→ Tasks to complete
a: In the unemployment post, copy the text from "Wednesday, May 11th, 2011" to "the unemployment statistic.", swapping "journalists" for "reporters".
b: According to the unemployment post, which body published the Staff Working Paper Men Not at Work, and when?
c: Condense the unemployment post's paragraph beginning "Essential reading for understanding" into a shorter version that keeps its main facts.

→ Passage shown
=====
Unemployment vs Not in the Labour Force

Wednesday, May 11th, 2011

The Australian Government often refers to an ABS (Australian Bureau of Statistics) figure called the Unemployment Rate. Everybody goes on about it, but nearly everybody I speak to has no concept of what it really means.

Essential reading for understanding the problem of Australian men outside the workforce is a Staff Working Paper published by the Australian Productivity Commission in January, 2007 – Men Not at Work: An Analysis of Men Outside the Labour Force by Ralph Lattimore. In particular, I would encourage journalists to read Men Not at Work so their commentary moves from the general perception of unemployment toward a role of educating the public about the true meaning (and obfuscation) of the unemployment statistic.

Lattimore used a simple pie chart to contextualise the unemployment number provided by government. There are two categories:

  1. Those who are participating in the labour force (employed + unemployed)
=====
→ Excerpted records
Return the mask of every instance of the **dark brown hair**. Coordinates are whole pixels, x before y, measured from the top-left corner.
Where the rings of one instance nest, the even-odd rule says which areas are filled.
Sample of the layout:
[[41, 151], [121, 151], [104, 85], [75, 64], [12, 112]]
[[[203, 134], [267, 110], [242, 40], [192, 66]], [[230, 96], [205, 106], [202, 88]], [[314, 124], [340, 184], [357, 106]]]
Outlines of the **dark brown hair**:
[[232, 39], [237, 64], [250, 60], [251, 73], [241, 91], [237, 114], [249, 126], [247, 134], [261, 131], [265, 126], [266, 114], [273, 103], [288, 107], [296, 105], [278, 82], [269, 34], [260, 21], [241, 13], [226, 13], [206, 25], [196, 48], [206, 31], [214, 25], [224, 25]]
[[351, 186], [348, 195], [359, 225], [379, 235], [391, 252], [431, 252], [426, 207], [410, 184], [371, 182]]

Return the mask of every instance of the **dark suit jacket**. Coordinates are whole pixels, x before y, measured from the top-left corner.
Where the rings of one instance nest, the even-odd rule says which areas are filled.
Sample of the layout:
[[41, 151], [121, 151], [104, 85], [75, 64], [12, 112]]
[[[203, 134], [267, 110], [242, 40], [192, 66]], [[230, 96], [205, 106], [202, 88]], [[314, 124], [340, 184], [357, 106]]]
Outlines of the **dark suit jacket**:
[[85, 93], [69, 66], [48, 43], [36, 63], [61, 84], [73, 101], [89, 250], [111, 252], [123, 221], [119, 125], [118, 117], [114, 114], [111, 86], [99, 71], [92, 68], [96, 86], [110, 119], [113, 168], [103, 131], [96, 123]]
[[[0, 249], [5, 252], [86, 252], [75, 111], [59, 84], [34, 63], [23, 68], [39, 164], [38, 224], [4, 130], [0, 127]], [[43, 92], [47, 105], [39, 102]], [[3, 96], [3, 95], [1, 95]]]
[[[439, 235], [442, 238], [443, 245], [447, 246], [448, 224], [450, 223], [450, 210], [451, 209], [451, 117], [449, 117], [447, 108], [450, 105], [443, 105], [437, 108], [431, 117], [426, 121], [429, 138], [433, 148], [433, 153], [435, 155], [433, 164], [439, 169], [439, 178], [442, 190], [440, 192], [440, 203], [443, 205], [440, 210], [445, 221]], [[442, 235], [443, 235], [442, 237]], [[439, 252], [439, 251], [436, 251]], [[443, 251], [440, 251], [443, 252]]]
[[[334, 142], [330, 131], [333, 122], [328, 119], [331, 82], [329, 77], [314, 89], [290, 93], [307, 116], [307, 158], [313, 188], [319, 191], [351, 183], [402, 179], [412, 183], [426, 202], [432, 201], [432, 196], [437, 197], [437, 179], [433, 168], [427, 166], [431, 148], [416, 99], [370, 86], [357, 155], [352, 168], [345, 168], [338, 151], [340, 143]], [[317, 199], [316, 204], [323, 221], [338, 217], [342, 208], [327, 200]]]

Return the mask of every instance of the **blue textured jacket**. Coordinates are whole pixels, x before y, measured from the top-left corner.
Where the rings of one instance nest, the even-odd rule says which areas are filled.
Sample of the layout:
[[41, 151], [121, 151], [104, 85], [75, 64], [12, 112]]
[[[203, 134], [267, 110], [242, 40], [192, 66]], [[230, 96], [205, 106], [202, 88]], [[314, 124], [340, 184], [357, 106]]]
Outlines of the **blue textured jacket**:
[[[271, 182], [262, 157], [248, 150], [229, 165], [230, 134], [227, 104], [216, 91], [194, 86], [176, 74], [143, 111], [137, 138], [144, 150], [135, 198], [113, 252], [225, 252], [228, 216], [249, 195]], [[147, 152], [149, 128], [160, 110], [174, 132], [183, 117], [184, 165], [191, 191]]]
=====
→ Final results
a:
Wednesday, May 11th, 2011

The Australian Government often refers to an ABS (Australian Bureau of Statistics) figure called the Unemployment Rate. Everybody goes on about it, but nearly everybody I speak to has no concept of what it really means.

Essential reading for understanding the problem of Australian men outside the workforce is a Staff Working Paper published by the Australian Productivity Commission in January, 2007 – Men Not at Work: An Analysis of Men Outside the Labour Force by Ralph Lattimore. In particular, I would encourage reporters to read Men Not at Work so their commentary moves from the general perception of unemployment toward a role of educating the public about the true meaning (and obfuscation) of the unemployment statistic.

b: The Australian Productivity Commission published it in January 2007.

c: Men Not at Work: An Analysis of Men Outside the Labour Force, a Staff Working Paper by Ralph Lattimore published by the Australian Productivity Commission in January 2007, is essential reading on Australian men outside the workforce. Journalists in particular should read it so their commentary moves from the general perception of unemployment toward educating the public about the true meaning, and obfuscation, of the unemployment statistic.